Text segment.
>>

The Medicines Company (MDCO) received a much needed breather recently in the form of a favorable order issued by the U.S. District Court for the Eastern District of Virginia in the company’s lawsuit against the U.S. Patent and Trademark Office (PTO), the U.S. Food and Drug Administration (FDA) and the U.S. Department of Health and Human Services.
The Medicines Company is seeking to extend the term of its principal US patent for its lead product, Angiomax, which is scheduled to expire on March 23, 2010 (September 23, 2010 including six-month pediatric exclusivity).
Although The Medicines Company filed for Hatch-Watchman exclusivity in 2001, the patent extension request was filed a day late due to confusion related to the approval date for Angiomax. Since then, The Medicines Company has been petitioning the PTO to accept the late filing which was due to “unintentional circumstances.” The PTO has already rejected the company’s petition a couple of times, the latest being in Jan 2010.
However, the recent Court ruling requires the PTO to set aside its denial and reconsider the company’s application. Importantly, the Court ruled that the PTO should take necessary actions to ensure that the Angiomax patent does not expire while the proceedings are ongoing. Not surprisingly, the company’s shares were up 19% on the news.
Although the PTO could still deny The Medicines Company’s petition, the recent court ruling should give the company some breathing space as the ruling should ensure a delay in the entry of generic competition for Angiomax. Generic player Teva Pharmaceutical Laboratories Inc. (TEVA) is looking to sell generic versions of Angiomax.
In the meantime, The Medicines Company is vigorously lobbying both houses to vote on a proposed bill that would provide the PTO with discretion to consider patent extension applications that have been filed late unintentionally under the Hatch-Waxman Act.
The favorable news regarding the Angiomax patent issue over-shadowed The Medicine Company’s recent announcement regarding the voluntary recall of four additional lots of Cleviprex. Earlier in December 2009, the company had recalled eleven lots of Cleviprex.
With full year 2009 Cleviprex sales coming in at just $3 million, we consider the Cleviprex recall to be of minor significance. We expect investor focus to remain on the resolution of the Angiomax patent issues. We have a Neutral recommendation on The Medicines Company.

<<

Stored items:
>>

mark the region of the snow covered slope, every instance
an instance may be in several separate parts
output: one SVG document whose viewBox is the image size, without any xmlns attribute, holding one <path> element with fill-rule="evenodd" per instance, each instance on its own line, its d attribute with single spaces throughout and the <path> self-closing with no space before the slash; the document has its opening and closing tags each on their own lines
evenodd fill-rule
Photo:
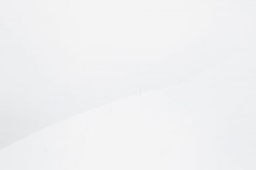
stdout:
<svg viewBox="0 0 256 170">
<path fill-rule="evenodd" d="M 1 0 L 0 149 L 255 56 L 253 0 Z"/>
<path fill-rule="evenodd" d="M 254 170 L 255 87 L 254 57 L 234 57 L 49 126 L 2 149 L 0 169 Z"/>
</svg>

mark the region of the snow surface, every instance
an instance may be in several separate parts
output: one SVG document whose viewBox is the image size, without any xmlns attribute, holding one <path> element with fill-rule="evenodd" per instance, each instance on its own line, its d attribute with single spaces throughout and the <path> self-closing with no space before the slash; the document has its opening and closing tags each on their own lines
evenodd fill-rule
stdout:
<svg viewBox="0 0 256 170">
<path fill-rule="evenodd" d="M 255 56 L 255 7 L 253 0 L 1 0 L 0 149 L 77 114 Z M 238 87 L 222 84 L 225 93 Z"/>
<path fill-rule="evenodd" d="M 256 67 L 234 57 L 0 151 L 0 169 L 256 169 Z"/>
</svg>

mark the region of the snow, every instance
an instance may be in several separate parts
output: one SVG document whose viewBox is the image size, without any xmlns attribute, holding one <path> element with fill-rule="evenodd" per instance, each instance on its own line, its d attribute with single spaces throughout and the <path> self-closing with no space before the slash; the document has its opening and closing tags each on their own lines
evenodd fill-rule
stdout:
<svg viewBox="0 0 256 170">
<path fill-rule="evenodd" d="M 253 57 L 141 91 L 0 151 L 0 169 L 256 169 Z"/>
</svg>

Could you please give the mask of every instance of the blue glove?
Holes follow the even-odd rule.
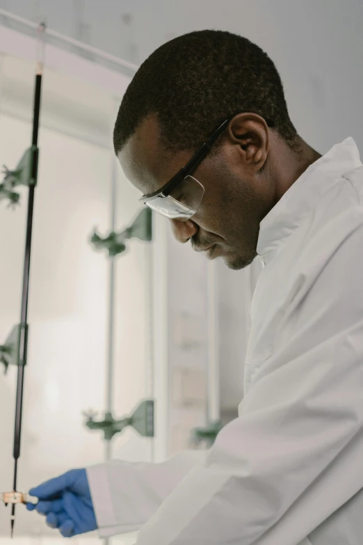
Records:
[[[72,469],[29,490],[39,498],[37,505],[26,504],[46,515],[47,524],[59,528],[63,537],[96,530],[97,525],[86,469]]]

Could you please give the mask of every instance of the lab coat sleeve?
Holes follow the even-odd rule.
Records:
[[[363,233],[307,269],[239,418],[137,545],[297,545],[363,487]]]
[[[87,468],[101,537],[138,530],[207,450],[185,450],[159,464],[113,460]]]

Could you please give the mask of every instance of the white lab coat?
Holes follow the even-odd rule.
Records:
[[[334,145],[261,223],[239,417],[211,449],[88,469],[102,536],[363,543],[363,166]]]

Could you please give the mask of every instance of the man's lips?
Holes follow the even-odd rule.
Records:
[[[206,252],[210,248],[213,248],[213,246],[216,246],[216,244],[211,244],[211,246],[193,246],[193,249],[194,250],[195,252]]]

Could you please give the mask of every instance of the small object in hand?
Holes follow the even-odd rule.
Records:
[[[38,502],[38,499],[35,496],[23,492],[3,492],[0,493],[0,500],[6,505],[8,503],[33,503],[33,505],[36,505]]]

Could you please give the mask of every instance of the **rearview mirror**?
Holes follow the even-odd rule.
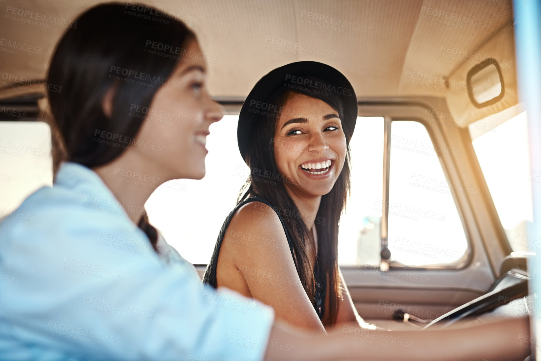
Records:
[[[379,265],[381,252],[381,219],[372,215],[365,217],[357,237],[357,264]]]
[[[504,97],[504,79],[496,59],[489,58],[473,67],[466,82],[470,100],[476,108],[487,107]]]

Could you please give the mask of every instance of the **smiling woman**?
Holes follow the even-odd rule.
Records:
[[[204,282],[270,305],[298,327],[364,324],[338,267],[357,109],[347,80],[321,63],[293,63],[260,80],[239,116],[247,189],[224,223]],[[247,271],[254,267],[255,277]]]

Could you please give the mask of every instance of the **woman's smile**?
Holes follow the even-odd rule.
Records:
[[[321,179],[330,175],[334,163],[333,160],[329,159],[314,159],[305,162],[299,167],[302,170],[301,174],[304,173],[313,179]]]

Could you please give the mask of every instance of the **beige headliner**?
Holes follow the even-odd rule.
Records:
[[[0,23],[0,37],[37,46],[42,50],[41,55],[16,49],[13,54],[0,52],[0,71],[43,79],[55,44],[66,28],[56,24],[44,28],[9,18],[9,6],[73,20],[85,9],[102,2],[3,2],[4,16]],[[325,62],[341,71],[359,97],[444,96],[445,93],[441,91],[404,82],[407,77],[405,75],[410,74],[408,71],[434,77],[449,75],[462,63],[440,57],[444,52],[440,51],[442,45],[475,51],[512,19],[511,2],[505,0],[146,2],[186,17],[186,22],[197,33],[204,52],[212,58],[215,57],[215,63],[209,63],[208,67],[209,88],[216,96],[246,97],[254,84],[272,69],[307,60]],[[430,11],[432,19],[445,21],[446,17],[460,16],[466,23],[463,23],[461,29],[427,19],[425,16]],[[326,16],[328,22],[335,18],[346,26],[340,32],[320,27],[326,25],[324,19],[303,23],[308,12]],[[434,14],[439,15],[434,17]],[[29,19],[29,16],[15,17]],[[350,22],[351,25],[348,24]],[[456,21],[453,22],[459,24]],[[483,25],[474,25],[479,23]],[[483,28],[485,24],[486,28]],[[363,31],[350,28],[359,25]],[[268,37],[298,43],[305,48],[315,47],[335,52],[336,58],[306,51],[299,56],[266,49],[272,41],[267,41]],[[14,91],[6,89],[5,86],[2,84],[0,91],[3,97]]]

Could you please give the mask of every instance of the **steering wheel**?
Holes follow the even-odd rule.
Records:
[[[527,294],[527,280],[523,279],[512,286],[502,290],[494,290],[464,304],[433,320],[423,329],[426,330],[436,324],[441,328],[445,328],[464,318],[492,311]]]

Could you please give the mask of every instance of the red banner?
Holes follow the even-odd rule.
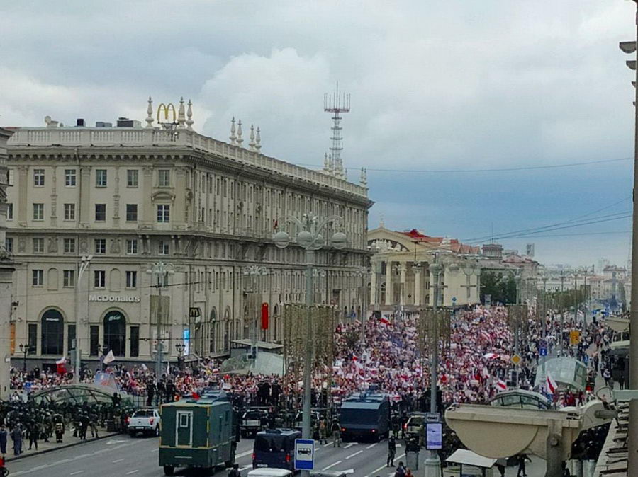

<<

Answer these questions from the article on the Angiomax patent:
1. On what date is the principal US patent for Angiomax scheduled to expire, not counting pediatric exclusivity?
2. By what percentage did the company's shares rise on the news of the court ruling?
3. What were full year 2009 Cleviprex sales?
The records are separate material, apart from the article on the Angiomax patent.

Solution.
1. March 23, 2010
2. 19%
3. $3 million